PROBLEM REQUIREMENTS:
Each entry below is to be extracted exactly.

[Source data]
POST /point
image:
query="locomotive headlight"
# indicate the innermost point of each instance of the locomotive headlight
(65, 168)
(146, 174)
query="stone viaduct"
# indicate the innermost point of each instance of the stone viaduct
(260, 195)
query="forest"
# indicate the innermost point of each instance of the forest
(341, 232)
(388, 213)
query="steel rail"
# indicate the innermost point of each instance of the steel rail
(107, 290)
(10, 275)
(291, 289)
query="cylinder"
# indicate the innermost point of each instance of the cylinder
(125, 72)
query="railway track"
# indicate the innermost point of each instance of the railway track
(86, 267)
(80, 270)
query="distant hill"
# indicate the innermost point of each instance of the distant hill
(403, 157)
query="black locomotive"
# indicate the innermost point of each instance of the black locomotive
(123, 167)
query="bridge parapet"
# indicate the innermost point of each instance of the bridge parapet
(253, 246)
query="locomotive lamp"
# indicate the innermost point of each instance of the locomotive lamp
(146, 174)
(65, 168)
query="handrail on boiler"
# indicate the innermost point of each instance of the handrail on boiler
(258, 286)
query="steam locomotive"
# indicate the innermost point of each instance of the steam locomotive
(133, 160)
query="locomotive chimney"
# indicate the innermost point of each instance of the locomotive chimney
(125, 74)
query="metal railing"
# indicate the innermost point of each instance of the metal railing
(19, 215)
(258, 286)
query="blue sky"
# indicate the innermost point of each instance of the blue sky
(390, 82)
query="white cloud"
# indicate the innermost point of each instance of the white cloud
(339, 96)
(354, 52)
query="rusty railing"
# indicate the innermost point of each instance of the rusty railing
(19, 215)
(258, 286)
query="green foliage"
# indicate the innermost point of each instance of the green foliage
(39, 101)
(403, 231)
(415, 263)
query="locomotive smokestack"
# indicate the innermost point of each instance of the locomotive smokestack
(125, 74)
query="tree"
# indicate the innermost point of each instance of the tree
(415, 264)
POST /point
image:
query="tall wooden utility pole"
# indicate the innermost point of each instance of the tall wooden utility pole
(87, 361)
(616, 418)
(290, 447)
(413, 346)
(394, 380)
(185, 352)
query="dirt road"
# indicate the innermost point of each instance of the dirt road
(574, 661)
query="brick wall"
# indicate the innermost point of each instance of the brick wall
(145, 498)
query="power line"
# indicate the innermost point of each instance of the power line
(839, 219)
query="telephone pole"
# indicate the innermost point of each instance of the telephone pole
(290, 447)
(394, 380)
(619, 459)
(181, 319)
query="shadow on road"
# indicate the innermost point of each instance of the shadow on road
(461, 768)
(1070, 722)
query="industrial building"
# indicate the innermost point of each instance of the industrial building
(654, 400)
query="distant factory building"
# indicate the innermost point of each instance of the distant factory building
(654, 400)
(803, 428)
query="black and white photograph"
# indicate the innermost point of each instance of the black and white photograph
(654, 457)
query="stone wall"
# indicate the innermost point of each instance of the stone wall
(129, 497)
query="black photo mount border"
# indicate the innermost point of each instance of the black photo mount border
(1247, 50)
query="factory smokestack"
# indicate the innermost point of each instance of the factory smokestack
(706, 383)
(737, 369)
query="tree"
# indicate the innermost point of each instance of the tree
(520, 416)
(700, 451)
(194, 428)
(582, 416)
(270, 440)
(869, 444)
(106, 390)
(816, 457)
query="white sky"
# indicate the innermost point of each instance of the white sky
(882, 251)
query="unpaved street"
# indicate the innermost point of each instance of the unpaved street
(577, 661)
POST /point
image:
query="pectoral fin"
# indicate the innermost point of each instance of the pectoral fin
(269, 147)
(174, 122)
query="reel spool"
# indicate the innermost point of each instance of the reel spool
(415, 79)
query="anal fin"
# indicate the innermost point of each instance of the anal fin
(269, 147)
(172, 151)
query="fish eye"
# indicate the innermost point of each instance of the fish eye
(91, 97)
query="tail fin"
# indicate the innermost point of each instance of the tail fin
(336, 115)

COMPLETE OUTPUT:
POST /point
image:
query="locomotive headlight"
# indicate the innermost point of each instance of the locomotive headlight
(65, 168)
(146, 174)
query="stone viaduct"
# indicate the innermost point of each instance of the stone viaduct
(260, 195)
query="forest"
# indicate the innermost point of each instance of the forest
(341, 232)
(388, 213)
query="steel rail"
# indicate the innermost point of each instance of the steel rail
(107, 290)
(10, 275)
(291, 289)
query="cylinder"
# indicate the innermost point of each instance of the cylinder
(125, 72)
query="railway track"
# indicate the innermost point of each instance of the railway track
(86, 267)
(80, 270)
query="distant hill"
# indicate the innermost point of each instance of the distant hill
(403, 157)
query="black locomotive"
# indicate the innermost point of each instance of the black locomotive
(123, 167)
query="bridge parapet"
# indicate the innermost point of each instance of the bridge parapet
(253, 246)
query="locomotive lamp"
# indicate the innermost point of each instance of the locomotive lamp
(146, 174)
(65, 168)
query="handrail on boiler"
# indicate the innermost point of each instance of the handrail on boiler
(258, 286)
query="steam locomotive"
# indicate the innermost point of each instance of the steam locomotive
(133, 160)
query="locomotive chimney"
# indicate the innermost point of each instance of the locomotive chimney
(125, 74)
query="metal railing"
# indicate the innermost point of each instance of the metal railing
(19, 215)
(258, 286)
query="blue sky"
# indicate the innermost point of each instance of the blue sky
(390, 82)
query="white cloud"
# indicate the innermost point of each instance of the white cloud
(339, 96)
(354, 52)
query="rusty railing"
# indicate the innermost point of each instance of the rusty railing
(19, 215)
(258, 286)
query="green foliage"
# indicate the innermost point of each instance of the green foliage
(39, 101)
(403, 231)
(415, 263)
query="locomotive smokestack"
# indicate the innermost point of each instance of the locomotive smokestack
(125, 74)
query="tree"
# indicate the innermost point of each instance of the tree
(415, 264)
POST /point
image:
query="tall wooden utility pole"
# indicate the innermost point of each instance of the tall wooden utility pole
(87, 361)
(616, 418)
(290, 447)
(413, 346)
(394, 380)
(185, 352)
query="dirt road"
# indicate the innermost point of each instance of the dirt road
(574, 661)
query="brick wall"
# indicate the innermost point of each instance of the brick wall
(145, 498)
query="power line"
# indicate the innermost point of each instance of the power line
(839, 219)
query="telephone pole"
# indicate the innermost point of each instance of the telephone pole
(290, 447)
(394, 380)
(619, 459)
(181, 319)
query="shadow on road"
# indicate the innermost point of each instance of the shadow on road
(461, 768)
(1070, 722)
query="industrial building"
# indicate the innermost point of each instance of the industrial building
(654, 400)
query="distant factory building"
# indicate the innermost point of each instance of the distant factory building
(654, 400)
(803, 428)
query="black and white photograph"
# indicate the innermost point of each instance of the black and white photograph
(654, 457)
query="stone wall"
# indicate the innermost point of each instance of the stone wall
(129, 497)
query="black photo mount border"
# indicate the innermost point of each instance of the black photo mount border
(1247, 50)
query="factory smokestack"
# indicate the innermost point of each instance of the factory smokestack
(706, 383)
(737, 369)
query="tree"
# indicate the innermost point of each instance of the tree
(520, 416)
(700, 451)
(194, 428)
(582, 416)
(270, 440)
(869, 444)
(106, 390)
(816, 457)
query="white sky"
# indicate the innermost point of each instance of the white sky
(882, 251)
query="unpaved street"
# indicate the innermost point of each instance of the unpaved street
(577, 661)
POST /point
image:
query="pectoral fin"
# indicate the innermost point of each instance of the pectoral fin
(269, 147)
(174, 122)
query="reel spool"
# indicate the innermost point of each instance of the reel spool
(415, 79)
query="anal fin"
# indicate the innermost point of each instance of the anal fin
(269, 147)
(172, 151)
query="fish eye"
# indicate the innermost point of each instance of the fish eye
(91, 97)
query="tail fin"
# indicate the innermost point of each instance of the tail fin
(336, 115)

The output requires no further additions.